#### Text shown

LOST AND FOUND IN TRANSLATION
A Conference on Translation Studies

by Elin Diamond

On April 3 and 4, 2008, the Program in Comparative Literature presented TRANSLATION³, a conference on translation studies. The conference aimed to assess a field that, over the last three decades, has incorporated poststructuralist literary theory, postcolonial theory, and globalization theory, while still retaining the value of linguistic fidelity to an original text. Viewing translation in the broadest sense—as both a real world activity and a productive discipline in the academy—the conference’s speakers explored the three dimensions of translation: culture, institution, theory.

In the opening Culture panel, Lydia Liu and Bruce Robbins, both from Columbia University, considered MAT (machine-assisted translation), a technology that augurs the promise of universalism by replacing English as the mediating tongue between languages. In pointed contrast, Emily Apter (New York University) presented a paper exploring the “untranslatable” in what she has famously named the “translation zone.” Alamin Mazrui (Rutgers University) showed how translations of European texts into Swahili have become zones of political contestation; and Jebaroja Singh (William Patterson University) described Dalit women’s oral narratives and performances where translation acts as cultural resistance.

The untranslatable returned differently in the Theory panel. Brent Hayes Edwards (Columbia University) limned the horror of lynching in the Cole Porter tune, “Miss Otis Regrets”; and Michael Levine (Rutgers University) traced the trauma in Art Spiegelman’s graphic novel, Maus. Eduardo Cadava (Princeton University) figured translation as an act of love and inevitable betrayal, and his meditation on philosopher Walter Benjamin set up the lively dialogue between Xudong Zhang and Richard Sieburth, both from New York University.

########
#### Entries provided

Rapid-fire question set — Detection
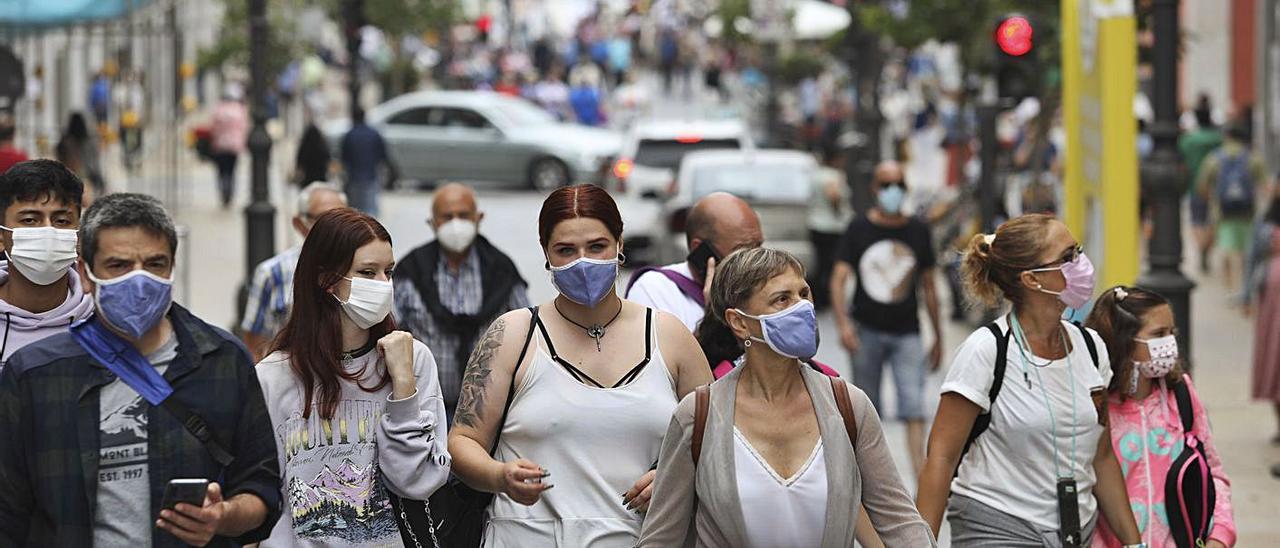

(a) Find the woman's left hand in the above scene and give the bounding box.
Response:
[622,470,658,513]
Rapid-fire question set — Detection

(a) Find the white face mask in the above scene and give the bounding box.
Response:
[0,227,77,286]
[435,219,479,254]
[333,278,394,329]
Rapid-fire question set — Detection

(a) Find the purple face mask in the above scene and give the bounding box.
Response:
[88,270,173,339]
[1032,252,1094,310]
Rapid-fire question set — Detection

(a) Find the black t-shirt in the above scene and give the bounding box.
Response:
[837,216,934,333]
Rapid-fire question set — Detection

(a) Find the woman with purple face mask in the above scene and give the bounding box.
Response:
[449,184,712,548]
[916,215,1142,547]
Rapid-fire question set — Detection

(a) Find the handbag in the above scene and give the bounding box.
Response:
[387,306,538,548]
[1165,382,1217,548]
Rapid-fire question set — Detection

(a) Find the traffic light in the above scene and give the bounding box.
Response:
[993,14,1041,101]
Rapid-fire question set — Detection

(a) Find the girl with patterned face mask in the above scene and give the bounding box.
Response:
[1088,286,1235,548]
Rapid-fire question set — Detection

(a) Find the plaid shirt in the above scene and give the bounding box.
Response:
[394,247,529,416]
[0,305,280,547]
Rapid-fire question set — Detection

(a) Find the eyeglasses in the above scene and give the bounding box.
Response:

########

Instructions –
**1)** According to the report on the translation conference, on what dates was TRANSLATION³ presented?
**2)** Rewrite the translation conference report from "On April 3 and" to "culture, institution, theory.", putting "literal fidelity" in place of "linguistic fidelity".
**3)** Carry the report on the translation conference forward past its last sentence.

Answers to the exercises –
**1)** On April 3 and 4, 2008.

**2)**
On April 3 and 4, 2008, the Program in Comparative Literature presented TRANSLATION³, a conference on translation studies. The conference aimed to assess a field that, over the last three decades, has incorporated poststructuralist literary theory, postcolonial theory, and globalization theory, while still retaining the value of literal fidelity to an original text. Viewing translation in the broadest sense—as both a real world activity and a productive discipline in the academy—the conference’s speakers explored the three dimensions of translation: culture, institution, theory.

**3)**
The Institution roundtable was, according to all who witnessed it, the most memorable part of TRANSLATION³. For here were practitioners in the translation trenches, a place where life-or-death outcomes can rest on the hair-trigger accuracy of a translator. Rosemary Arrojo (SUNY, Binghamton) described the beginnings of translation studies in the United States from the 1970s to 2003, the year she helped launch a doctoral program at Binghamton. Robert Joe Lee, from the New Jersey Judiciary, informed—and terrified—the audience with stories about the lack of trained court interpreters in the state’s court system. Julie Livingston (Rutgers University) gave a striking account of medical intervention in Botwana. Christopher Taylor (University of Triest) discussed the theory and practice of cinematic dubbing and subtitling.

Translations studies stages powerful encounters between languages, literatures, cultures, and traditions. With the dozens of languages spoken at Rutgers, we might imagine a new concentration in translation studies that combines our real-world lives and histories with our most adventurous academic perspectives.